## Study text

# # # # # # #

What is a Nuclear Cardiac Scan?
A nuclear cardiac scan measures blood flow to your heart muscle both at rest and during stress on the heart. It’s performed similar to a routine exercise stress test, but provides images that can show areas of low blood flow through the heart and areas of damaged heart muscle. A nuclear stress test usually involves taking two sets of images of your heart — one set during an exercise stress test while you’re exercising on a treadmill or with medication that stresses your heart, and another while you’re at rest. A nuclear stress test is used to gather information about how well your heart works during physical activity and at rest.
How Do I Prepare for Nuclear Cardiac Scan?
- No food or drink should be ingested for at least four hous before the test.
- Wear comfortable clothing and shoes
- No beta-blockers the morning of the test (unless your physician specifies otherwise). Beta blockers include: Blocadren, Corgard, Inderal, Lopressor, Toprol, Trandate,Sectral, Tenormin, Visken, and Ziac.
- Allow two to three hours for the exam
- Some nuclear tests are scheduled over two days, requiring approximately one and one-half hour per day. This is necessary in order to provide high quality images for some patients.
- Important. For nuclear testing with adenosine stress: No caffeine, coffee or caffeinated beverages for 12 hours prior to the test. This includes colas, tea, chocolate products, and even decaffeinated coffee. No theophylline medications for 24 hours before the test.

# # # # # # #

## Information shown
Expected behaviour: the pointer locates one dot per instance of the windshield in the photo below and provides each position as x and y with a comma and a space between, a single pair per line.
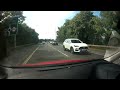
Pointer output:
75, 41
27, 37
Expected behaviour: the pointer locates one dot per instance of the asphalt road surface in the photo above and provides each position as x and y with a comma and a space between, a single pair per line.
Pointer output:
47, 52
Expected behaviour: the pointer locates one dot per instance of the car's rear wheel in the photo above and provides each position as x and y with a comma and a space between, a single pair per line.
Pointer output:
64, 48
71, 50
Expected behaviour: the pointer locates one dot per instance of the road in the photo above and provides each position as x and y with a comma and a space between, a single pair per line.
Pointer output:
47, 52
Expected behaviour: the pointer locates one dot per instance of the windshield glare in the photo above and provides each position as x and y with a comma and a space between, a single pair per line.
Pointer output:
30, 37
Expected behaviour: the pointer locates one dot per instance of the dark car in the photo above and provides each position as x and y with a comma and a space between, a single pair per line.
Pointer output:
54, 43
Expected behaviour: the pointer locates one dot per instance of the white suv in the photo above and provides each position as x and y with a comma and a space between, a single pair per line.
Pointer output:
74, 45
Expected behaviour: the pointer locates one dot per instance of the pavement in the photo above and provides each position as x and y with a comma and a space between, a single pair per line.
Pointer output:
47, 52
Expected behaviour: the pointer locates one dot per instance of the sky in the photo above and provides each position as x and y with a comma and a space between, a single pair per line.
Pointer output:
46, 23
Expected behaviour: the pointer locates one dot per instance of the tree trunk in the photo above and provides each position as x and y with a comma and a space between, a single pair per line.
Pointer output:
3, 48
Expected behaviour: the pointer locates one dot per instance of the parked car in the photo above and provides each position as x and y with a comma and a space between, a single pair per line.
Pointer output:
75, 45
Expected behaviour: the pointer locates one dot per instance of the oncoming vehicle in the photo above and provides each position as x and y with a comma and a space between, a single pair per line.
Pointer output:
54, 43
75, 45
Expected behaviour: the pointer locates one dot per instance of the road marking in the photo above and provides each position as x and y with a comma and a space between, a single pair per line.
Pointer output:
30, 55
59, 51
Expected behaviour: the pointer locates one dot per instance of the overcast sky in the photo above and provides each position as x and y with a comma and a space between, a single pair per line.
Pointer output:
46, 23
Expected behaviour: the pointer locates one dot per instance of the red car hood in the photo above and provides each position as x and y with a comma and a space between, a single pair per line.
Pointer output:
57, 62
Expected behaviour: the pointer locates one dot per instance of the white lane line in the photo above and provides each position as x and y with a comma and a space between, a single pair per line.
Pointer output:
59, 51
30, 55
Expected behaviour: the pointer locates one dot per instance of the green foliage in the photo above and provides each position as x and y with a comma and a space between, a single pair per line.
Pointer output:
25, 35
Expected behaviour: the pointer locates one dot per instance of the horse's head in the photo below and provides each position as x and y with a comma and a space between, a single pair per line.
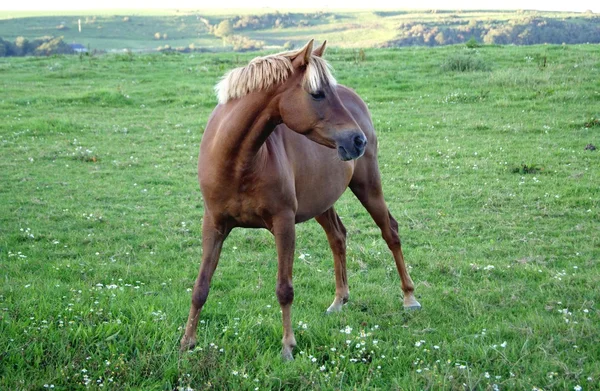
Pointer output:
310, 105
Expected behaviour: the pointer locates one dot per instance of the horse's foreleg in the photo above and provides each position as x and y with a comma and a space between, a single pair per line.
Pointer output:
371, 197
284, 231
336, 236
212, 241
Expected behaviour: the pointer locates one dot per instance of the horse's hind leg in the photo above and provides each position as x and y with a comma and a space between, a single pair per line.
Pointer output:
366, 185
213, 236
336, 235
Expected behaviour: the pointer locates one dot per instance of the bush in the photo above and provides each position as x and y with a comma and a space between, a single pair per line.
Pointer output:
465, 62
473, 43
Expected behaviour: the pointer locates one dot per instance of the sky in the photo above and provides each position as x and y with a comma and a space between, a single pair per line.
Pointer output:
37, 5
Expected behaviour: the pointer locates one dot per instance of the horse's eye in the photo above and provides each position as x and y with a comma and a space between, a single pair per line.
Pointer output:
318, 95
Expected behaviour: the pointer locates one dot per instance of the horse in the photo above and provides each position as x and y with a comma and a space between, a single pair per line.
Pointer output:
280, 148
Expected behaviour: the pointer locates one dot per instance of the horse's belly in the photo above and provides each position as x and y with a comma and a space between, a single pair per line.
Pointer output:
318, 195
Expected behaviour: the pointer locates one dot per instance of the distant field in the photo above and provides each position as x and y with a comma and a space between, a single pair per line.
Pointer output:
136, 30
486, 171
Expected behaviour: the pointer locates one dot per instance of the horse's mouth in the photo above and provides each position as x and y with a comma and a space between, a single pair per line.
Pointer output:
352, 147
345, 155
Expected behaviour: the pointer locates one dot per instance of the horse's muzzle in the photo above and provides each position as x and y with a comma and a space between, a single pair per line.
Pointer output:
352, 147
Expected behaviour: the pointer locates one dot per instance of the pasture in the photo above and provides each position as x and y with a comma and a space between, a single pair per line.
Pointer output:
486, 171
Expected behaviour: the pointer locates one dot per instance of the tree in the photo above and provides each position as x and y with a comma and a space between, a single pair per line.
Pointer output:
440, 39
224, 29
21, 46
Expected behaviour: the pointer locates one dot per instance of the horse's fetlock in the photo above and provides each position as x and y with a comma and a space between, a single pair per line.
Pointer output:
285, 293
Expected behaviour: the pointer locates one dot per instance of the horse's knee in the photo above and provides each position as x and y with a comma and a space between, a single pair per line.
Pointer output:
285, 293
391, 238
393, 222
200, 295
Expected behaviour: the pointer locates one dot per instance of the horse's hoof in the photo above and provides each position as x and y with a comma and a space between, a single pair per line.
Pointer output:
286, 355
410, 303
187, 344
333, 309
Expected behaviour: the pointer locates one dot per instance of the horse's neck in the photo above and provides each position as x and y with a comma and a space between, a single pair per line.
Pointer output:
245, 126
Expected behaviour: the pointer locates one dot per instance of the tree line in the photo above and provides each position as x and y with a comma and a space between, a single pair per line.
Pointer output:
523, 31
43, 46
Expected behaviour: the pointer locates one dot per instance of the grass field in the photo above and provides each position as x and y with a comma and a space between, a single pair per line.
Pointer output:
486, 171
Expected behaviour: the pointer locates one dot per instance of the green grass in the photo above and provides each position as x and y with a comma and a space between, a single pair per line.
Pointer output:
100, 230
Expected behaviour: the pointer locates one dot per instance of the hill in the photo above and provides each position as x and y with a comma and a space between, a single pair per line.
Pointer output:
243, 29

# # # # # # #

## Task prompt
From the nuclear cardiac scan text, extract the passage that begins at the words "What is a Nuclear" and ends after the words "for Nuclear Cardiac Scan?", copying it word for word.

## Exercise response
What is a Nuclear Cardiac Scan?
A nuclear cardiac scan measures blood flow to your heart muscle both at rest and during stress on the heart. It’s performed similar to a routine exercise stress test, but provides images that can show areas of low blood flow through the heart and areas of damaged heart muscle. A nuclear stress test usually involves taking two sets of images of your heart — one set during an exercise stress test while you’re exercising on a treadmill or with medication that stresses your heart, and another while you’re at rest. A nuclear stress test is used to gather information about how well your heart works during physical activity and at rest.
How Do I Prepare for Nuclear Cardiac Scan?